Direction:
Retype part of the passage on seatbelts and racing harnesses word for word, starting at "So what does" and stopping after "racing belts don't.".

··· Reading text ···

The stock seatbelts do a couple of things in a crash. First they stretch so that the force of the impact is reduced. Second, they allow the wearer to pitch forward from the hips. That prevents submarining and positions the wearer so the airbags can do their job. Meanwhile, the bodywork is crumpling and absorbing crash energy around them. As you can see on the NHTSA website, this system generally works really well, especially when you compare it with footage of older "built like tanks" cars that just collapse in a crash.

So what does it mean to us? Well, putting a racing harness in the car actually makes you more stable but less safe. It holds your shoulders back so you can't pitch forward. Without anti-sub belts (note to file: wear a cup) the harness can't stop you from sliding forward under the belt and disappearing into the footwell without ever touching the airbag that was eagerly waiting to catch you. From my reading of the article about the Chuckwalla crash, this seems to have been the sad fate of the passenger. Schroth is the exception - their Quick Fit products have built-in weak points that allow you to pitch forward properly. Real racing belts don't.

Then there's the roll-over issue. With the stock belts, you are free to move in the cockpit and if the car's going over on its roof, you've got a reasonable chance of being bent forward or sideways by the impact, keeping you out of the way if the roof caves in. A harness will hold you rigidly upright so that severe injury is much more likely.

··· Stored data ···

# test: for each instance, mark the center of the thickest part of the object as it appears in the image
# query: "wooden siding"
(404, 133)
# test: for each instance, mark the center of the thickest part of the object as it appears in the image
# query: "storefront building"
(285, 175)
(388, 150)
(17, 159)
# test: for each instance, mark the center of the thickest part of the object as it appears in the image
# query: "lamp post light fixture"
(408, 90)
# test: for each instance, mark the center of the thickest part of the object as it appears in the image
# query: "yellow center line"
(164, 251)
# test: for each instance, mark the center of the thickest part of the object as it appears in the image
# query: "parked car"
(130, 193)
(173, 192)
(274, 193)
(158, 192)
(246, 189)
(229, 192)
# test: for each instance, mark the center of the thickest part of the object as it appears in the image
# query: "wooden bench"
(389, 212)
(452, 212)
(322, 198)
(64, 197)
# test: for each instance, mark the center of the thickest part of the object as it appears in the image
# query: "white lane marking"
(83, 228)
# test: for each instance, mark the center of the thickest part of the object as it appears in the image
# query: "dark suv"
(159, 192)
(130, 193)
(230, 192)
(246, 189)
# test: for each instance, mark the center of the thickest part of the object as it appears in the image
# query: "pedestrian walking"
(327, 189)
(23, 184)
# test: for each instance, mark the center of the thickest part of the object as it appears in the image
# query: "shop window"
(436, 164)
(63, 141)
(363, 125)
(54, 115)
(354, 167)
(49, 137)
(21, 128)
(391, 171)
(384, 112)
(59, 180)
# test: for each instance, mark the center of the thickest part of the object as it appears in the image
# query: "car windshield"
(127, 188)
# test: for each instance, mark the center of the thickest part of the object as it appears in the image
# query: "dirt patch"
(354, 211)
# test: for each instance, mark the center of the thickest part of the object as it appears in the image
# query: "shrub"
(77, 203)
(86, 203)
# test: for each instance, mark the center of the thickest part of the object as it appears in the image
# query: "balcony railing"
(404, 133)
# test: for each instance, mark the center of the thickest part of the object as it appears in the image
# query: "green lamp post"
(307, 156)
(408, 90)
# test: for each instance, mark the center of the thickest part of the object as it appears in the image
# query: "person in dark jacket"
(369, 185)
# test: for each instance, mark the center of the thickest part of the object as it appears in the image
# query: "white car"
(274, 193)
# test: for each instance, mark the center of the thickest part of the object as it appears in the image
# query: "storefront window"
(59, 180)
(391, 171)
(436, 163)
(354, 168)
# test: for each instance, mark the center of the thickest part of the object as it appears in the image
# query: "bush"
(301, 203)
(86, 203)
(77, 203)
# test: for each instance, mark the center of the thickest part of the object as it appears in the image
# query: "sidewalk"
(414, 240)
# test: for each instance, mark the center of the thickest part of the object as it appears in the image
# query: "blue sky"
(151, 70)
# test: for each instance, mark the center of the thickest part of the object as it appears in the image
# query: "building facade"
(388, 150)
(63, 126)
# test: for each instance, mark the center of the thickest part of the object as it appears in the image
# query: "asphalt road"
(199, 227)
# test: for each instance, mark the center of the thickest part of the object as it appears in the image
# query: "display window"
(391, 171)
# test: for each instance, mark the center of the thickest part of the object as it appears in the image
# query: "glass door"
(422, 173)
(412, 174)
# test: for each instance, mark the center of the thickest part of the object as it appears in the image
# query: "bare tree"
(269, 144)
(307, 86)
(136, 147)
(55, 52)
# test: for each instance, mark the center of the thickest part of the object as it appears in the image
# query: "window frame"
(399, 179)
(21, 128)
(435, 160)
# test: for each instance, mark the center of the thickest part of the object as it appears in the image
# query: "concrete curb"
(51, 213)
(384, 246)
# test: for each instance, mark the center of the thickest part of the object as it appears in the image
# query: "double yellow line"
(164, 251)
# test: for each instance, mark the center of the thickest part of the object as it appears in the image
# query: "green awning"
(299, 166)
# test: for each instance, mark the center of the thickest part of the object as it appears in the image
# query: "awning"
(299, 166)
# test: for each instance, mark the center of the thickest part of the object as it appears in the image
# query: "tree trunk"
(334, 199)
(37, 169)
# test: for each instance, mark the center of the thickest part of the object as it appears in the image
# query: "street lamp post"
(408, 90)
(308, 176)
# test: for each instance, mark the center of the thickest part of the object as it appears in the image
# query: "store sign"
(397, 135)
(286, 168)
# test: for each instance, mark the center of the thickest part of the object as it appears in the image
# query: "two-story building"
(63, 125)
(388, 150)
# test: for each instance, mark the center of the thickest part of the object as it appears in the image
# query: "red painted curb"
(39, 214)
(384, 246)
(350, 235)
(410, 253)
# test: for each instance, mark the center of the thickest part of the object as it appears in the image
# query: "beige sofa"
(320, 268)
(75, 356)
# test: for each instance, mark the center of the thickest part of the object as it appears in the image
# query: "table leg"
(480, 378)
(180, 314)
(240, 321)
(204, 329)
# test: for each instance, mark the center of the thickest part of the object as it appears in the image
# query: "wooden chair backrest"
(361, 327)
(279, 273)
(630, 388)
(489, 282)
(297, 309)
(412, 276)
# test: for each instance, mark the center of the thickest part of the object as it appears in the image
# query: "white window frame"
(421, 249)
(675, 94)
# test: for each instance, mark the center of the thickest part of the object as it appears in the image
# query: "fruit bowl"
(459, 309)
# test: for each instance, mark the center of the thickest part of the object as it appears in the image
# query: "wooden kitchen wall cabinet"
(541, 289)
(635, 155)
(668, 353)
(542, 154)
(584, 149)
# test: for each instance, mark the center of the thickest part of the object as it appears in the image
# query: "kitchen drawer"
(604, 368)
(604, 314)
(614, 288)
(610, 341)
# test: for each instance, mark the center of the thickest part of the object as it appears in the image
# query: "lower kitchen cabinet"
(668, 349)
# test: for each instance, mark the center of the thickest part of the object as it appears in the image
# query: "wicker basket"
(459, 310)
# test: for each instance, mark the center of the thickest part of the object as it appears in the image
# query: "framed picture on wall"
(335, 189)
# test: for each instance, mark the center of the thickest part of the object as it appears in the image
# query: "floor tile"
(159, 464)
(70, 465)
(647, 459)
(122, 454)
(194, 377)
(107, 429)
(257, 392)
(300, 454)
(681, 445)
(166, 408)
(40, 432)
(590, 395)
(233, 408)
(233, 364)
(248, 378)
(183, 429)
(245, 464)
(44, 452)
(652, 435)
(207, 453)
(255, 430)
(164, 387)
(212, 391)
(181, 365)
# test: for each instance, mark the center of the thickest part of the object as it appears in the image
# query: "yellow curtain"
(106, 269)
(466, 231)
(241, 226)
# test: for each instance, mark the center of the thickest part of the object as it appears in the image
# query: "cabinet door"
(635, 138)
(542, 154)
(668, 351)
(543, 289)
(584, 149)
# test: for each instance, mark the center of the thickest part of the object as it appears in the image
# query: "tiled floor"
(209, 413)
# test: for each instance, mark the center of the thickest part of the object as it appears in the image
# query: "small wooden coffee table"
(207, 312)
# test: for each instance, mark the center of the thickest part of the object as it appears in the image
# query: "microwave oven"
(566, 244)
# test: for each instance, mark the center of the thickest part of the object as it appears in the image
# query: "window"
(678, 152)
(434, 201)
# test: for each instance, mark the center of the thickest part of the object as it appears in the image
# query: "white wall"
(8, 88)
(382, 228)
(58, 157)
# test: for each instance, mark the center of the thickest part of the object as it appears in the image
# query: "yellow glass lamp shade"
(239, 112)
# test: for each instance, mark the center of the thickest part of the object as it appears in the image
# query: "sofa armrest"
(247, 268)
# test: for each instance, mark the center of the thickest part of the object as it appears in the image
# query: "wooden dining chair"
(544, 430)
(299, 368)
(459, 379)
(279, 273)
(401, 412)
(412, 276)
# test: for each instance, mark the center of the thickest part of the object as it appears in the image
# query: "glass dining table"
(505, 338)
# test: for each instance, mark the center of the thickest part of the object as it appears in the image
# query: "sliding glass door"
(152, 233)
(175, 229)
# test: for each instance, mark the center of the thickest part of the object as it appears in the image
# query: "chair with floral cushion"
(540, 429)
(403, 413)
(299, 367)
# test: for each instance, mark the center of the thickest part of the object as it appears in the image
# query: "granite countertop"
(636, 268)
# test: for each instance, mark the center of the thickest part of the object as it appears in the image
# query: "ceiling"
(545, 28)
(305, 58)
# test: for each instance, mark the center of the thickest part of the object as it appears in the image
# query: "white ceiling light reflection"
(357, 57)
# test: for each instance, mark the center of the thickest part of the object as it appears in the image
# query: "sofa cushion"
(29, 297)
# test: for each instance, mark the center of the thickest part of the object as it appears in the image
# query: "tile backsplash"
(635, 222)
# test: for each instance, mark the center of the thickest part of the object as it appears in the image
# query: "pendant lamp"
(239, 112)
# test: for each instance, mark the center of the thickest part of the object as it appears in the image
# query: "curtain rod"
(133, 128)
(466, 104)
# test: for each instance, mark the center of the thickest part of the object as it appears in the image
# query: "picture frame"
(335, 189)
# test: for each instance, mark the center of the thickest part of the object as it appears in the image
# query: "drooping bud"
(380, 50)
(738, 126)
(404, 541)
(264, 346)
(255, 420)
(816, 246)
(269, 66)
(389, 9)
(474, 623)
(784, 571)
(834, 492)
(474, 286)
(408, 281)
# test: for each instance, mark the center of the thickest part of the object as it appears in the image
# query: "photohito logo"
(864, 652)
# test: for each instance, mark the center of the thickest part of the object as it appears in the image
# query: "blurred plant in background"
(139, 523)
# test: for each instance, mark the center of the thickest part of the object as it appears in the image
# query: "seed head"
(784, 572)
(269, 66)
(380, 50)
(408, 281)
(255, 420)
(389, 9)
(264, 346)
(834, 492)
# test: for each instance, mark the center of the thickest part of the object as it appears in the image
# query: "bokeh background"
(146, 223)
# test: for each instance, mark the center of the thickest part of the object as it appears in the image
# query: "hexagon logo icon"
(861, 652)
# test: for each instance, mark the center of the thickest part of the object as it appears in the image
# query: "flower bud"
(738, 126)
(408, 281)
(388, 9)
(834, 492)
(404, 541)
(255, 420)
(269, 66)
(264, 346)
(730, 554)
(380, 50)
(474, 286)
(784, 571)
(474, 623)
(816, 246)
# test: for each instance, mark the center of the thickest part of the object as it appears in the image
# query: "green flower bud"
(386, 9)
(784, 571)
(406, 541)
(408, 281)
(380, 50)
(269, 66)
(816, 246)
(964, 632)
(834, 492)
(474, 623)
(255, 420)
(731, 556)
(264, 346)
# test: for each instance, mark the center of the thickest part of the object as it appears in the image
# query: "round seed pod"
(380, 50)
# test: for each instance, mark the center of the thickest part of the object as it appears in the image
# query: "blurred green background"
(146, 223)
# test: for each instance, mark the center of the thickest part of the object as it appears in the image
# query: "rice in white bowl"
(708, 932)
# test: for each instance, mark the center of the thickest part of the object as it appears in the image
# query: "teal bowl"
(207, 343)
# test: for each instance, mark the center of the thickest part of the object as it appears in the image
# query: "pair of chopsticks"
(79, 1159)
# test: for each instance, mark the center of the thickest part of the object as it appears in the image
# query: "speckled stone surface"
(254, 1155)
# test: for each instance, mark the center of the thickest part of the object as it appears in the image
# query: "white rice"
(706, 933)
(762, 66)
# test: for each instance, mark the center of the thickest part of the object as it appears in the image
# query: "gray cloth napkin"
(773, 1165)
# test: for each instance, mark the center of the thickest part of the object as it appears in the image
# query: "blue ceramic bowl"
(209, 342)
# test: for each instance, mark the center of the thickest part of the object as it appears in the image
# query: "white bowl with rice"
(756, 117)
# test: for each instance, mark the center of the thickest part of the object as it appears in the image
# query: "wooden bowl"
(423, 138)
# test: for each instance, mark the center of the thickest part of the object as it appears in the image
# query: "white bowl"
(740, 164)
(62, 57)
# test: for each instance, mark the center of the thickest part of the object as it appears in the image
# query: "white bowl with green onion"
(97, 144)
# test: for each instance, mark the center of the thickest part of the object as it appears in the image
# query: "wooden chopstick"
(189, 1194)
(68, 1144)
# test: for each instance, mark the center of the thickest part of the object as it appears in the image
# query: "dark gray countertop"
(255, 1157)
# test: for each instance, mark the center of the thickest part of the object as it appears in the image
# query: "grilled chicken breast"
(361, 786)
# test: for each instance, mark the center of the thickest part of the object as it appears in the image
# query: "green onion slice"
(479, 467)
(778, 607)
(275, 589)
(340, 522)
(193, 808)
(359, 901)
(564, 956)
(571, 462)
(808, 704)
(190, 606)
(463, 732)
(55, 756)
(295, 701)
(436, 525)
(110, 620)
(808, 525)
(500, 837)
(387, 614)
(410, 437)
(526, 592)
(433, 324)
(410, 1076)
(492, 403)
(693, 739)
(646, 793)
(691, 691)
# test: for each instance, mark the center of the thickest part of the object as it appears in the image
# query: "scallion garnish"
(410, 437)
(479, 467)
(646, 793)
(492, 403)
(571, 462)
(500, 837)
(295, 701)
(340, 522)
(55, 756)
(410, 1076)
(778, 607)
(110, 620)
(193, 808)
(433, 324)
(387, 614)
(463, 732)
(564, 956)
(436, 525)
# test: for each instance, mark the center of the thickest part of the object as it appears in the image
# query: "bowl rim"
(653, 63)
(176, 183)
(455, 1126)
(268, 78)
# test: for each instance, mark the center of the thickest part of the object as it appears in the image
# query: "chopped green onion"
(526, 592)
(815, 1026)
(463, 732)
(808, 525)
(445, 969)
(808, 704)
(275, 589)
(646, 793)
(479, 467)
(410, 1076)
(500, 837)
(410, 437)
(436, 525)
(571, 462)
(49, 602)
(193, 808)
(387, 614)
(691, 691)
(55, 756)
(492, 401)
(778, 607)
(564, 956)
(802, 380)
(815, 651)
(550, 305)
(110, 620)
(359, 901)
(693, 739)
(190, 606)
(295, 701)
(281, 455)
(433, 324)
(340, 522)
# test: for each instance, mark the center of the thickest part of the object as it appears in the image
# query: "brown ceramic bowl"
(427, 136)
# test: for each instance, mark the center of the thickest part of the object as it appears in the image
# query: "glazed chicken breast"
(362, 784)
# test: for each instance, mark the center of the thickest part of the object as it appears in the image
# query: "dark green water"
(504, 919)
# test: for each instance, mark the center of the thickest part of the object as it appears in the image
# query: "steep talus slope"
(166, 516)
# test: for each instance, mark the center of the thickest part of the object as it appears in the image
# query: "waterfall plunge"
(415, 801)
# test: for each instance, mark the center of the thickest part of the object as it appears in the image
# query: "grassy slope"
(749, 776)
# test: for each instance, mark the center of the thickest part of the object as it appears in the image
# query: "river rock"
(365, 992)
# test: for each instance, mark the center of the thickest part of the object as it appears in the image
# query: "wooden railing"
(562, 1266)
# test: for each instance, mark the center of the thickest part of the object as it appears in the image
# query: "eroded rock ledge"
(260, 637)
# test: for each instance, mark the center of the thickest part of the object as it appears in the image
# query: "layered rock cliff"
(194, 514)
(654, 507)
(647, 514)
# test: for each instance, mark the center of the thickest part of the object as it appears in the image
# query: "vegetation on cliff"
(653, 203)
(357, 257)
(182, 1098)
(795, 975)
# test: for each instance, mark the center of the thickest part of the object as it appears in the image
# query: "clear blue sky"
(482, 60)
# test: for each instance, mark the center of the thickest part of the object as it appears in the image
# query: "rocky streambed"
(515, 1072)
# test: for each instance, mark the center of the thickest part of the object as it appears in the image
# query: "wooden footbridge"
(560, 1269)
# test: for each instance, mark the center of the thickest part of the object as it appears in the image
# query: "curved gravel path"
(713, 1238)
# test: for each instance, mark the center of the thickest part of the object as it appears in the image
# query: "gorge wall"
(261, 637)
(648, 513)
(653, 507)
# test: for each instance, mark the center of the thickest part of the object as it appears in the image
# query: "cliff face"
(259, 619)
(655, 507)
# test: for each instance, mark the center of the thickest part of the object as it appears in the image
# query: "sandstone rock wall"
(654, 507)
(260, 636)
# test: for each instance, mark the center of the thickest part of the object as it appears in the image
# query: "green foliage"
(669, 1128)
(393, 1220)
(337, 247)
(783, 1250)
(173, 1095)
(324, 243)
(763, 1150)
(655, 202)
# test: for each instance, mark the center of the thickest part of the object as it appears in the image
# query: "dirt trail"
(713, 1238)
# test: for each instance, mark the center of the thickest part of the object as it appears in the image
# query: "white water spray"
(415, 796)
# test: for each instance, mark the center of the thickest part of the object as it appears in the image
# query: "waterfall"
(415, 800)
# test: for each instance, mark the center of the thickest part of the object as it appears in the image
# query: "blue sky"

···

Output:
So what does it mean to us? Well, putting a racing harness in the car actually makes you more stable but less safe. It holds your shoulders back so you can't pitch forward. Without anti-sub belts (note to file: wear a cup) the harness can't stop you from sliding forward under the belt and disappearing into the footwell without ever touching the airbag that was eagerly waiting to catch you. From my reading of the article about the Chuckwalla crash, this seems to have been the sad fate of the passenger. Schroth is the exception - their Quick Fit products have built-in weak points that allow you to pitch forward properly. Real racing belts don't.